_Task objective_:
Reproduce the items from the line containing "Detect the stone statue in the picture above." up to and including the line containing "top-left (325, 0), bottom-right (370, 61)", and include nothing else. Shift every coordinate in the answers up by 92, leaving the requests and their sample box unchanged.

_Supplied data_:
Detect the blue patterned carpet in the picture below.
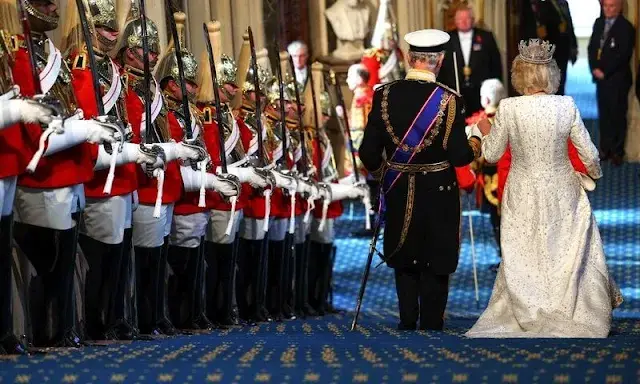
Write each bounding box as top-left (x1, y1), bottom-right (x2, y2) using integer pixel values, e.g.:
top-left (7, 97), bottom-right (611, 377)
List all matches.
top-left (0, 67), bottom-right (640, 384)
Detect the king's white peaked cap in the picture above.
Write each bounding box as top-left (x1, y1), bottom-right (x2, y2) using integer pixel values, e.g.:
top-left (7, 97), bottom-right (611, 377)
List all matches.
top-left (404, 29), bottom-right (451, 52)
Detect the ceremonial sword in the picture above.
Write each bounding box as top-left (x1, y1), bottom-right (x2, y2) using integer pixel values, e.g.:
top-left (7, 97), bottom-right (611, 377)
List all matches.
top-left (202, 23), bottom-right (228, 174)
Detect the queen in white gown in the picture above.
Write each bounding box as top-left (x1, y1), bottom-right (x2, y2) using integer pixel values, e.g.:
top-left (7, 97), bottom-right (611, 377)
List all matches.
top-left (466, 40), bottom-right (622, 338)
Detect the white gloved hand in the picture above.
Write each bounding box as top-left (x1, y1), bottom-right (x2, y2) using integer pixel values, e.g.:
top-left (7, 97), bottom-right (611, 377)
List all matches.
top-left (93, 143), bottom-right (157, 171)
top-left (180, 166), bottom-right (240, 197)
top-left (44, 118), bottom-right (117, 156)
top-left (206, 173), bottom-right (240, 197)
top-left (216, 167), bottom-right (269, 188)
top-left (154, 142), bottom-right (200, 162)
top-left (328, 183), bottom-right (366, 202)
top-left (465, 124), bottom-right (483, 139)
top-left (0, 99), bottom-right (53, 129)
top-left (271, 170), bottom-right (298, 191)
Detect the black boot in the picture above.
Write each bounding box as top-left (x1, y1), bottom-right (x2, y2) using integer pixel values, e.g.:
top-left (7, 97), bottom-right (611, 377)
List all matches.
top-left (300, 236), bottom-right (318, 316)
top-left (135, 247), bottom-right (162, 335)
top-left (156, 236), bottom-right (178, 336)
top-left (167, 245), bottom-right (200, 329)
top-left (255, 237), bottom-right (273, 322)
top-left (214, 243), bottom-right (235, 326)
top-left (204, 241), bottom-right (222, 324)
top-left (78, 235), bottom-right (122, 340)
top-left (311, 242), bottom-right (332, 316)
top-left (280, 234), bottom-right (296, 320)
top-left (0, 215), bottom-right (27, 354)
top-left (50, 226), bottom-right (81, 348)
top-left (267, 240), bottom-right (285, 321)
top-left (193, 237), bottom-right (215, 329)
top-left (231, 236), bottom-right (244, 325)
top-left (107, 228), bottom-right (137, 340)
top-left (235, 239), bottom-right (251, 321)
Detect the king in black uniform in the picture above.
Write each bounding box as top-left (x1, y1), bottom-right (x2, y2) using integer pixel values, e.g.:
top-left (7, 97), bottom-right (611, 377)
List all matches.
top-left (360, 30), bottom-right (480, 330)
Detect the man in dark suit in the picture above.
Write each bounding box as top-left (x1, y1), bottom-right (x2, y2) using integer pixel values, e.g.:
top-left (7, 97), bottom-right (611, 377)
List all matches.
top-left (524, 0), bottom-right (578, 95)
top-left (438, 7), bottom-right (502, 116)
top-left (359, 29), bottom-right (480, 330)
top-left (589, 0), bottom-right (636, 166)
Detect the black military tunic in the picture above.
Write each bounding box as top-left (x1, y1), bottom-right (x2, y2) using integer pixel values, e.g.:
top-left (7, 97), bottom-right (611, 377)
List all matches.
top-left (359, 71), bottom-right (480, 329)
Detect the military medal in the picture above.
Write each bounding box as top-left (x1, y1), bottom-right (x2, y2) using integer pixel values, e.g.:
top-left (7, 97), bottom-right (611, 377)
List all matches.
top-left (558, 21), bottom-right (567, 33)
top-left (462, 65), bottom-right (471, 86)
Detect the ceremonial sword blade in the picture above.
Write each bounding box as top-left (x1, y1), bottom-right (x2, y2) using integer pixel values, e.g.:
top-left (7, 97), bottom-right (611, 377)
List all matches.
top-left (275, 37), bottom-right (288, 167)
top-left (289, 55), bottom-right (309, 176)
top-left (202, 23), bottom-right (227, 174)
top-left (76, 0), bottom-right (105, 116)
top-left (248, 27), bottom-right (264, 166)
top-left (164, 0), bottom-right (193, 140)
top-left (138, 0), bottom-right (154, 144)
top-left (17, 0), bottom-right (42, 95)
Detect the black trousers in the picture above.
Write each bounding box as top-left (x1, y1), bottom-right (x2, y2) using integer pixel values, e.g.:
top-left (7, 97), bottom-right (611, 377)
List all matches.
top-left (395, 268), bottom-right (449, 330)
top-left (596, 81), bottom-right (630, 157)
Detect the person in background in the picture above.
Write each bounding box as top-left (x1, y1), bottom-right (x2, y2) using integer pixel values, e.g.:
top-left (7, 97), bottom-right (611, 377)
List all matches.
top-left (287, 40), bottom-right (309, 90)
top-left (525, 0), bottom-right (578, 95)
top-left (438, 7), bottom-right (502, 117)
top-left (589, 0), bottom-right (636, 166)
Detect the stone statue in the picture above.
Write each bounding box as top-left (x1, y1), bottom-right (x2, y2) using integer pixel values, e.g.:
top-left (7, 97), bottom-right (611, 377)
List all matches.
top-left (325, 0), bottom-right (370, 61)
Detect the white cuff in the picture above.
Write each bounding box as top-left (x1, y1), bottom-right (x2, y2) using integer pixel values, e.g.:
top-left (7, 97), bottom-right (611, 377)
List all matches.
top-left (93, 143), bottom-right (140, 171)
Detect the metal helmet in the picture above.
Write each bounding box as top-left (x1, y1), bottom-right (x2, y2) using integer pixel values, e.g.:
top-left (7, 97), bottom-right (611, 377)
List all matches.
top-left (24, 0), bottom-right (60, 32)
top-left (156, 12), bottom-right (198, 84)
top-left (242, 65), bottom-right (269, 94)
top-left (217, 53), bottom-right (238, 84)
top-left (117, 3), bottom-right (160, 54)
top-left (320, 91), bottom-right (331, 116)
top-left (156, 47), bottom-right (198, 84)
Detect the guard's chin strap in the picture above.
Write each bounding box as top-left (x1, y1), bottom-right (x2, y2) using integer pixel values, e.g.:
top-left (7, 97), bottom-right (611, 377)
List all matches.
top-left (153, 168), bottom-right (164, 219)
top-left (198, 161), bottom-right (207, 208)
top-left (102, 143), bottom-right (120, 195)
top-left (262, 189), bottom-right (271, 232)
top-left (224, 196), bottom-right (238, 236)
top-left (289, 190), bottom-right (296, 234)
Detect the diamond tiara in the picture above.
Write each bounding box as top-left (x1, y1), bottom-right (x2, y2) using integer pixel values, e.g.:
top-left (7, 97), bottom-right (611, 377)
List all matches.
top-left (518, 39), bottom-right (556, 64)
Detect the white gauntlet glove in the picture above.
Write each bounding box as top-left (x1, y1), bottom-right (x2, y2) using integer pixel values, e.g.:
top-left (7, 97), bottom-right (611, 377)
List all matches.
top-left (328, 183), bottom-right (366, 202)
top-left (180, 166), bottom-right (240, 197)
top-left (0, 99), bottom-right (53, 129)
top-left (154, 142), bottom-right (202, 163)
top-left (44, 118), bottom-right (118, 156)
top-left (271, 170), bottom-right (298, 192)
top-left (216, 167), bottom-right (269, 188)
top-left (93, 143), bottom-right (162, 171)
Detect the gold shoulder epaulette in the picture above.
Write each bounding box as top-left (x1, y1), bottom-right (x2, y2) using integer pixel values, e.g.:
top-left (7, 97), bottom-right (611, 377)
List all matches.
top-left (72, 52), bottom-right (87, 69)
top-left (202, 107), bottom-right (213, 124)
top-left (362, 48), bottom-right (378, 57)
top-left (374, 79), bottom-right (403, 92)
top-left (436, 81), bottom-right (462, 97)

_Final result_:
Detect the stone statue in the picture above.
Write each bounding box as top-left (x1, y1), bottom-right (x2, y2) using integer pixel values, e.g.:
top-left (7, 97), bottom-right (611, 377)
List all matches.
top-left (417, 92), bottom-right (462, 153)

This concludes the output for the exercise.